READING PASSAGE:
──────────

Islamabad, Aug 10 : After the permanent suspension of the Samjhauta Express in retaliation to India’s decision to revoke Article 370 of its Constitution that gave special status to Jammu and Kashmir, Pakistan has now suspended the Lahore-Delhi ‘Dosti’ bus service, the media reported.

The announcement of the latest suspension was made by Federal Minister for Postal Services and Communications Murad Saeed in a tweet on Friday, reports Dunya News.

“In line with the decisions of the NSC (National Security Committee), Pak-India bus service is suspended,” the Minister said in his tweet.

Friday’s development comes a day after Federal Minister for Railways Sheikh Rashid Ahmed announced to permanently suspend the Samjhauta Express train service.

The federal minister at a press conference in Islamabad on Thursday said that passengers who have purchased advance tickets will be refunded and the bogies of the Samjhauta Express will be used to facilitate passengers on Eid.

The Samjhauta Express ran twice a week from Lahore to Attari via the Wagah railway station.

Earlier on Friday, Ahmed announced Pakistan was also shutting down the Thar Link Express, its last remaining train link with India.

Thar Link Express is the Indian part of Thar Express which runs once a week between Jodhpur and Munabao.

──────────

SOURCE DATA:
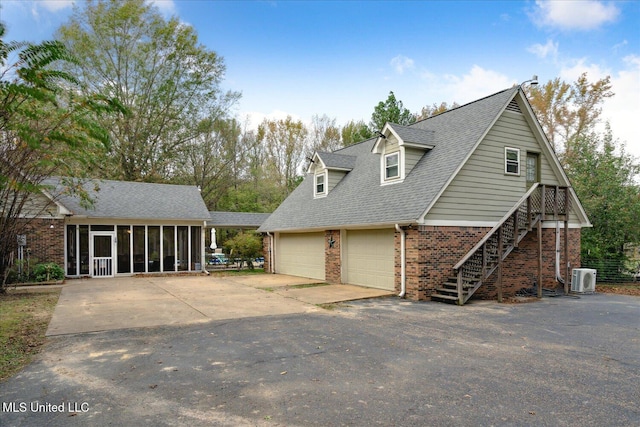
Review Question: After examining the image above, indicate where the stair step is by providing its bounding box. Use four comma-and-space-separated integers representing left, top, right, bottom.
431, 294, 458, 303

──────────

EXERCISE TASKS:
(a) Name every train or bus service that the news report says Pakistan suspended or shut down.
(b) According to the news report, how often did the Samjhauta Express run?

FULL SOLUTIONS:
(a)
- Samjhauta Express
- Lahore-Delhi "Dosti" bus service
- Thar Link Express

(b) Twice a week, from Lahore to Attari via the Wagah railway station.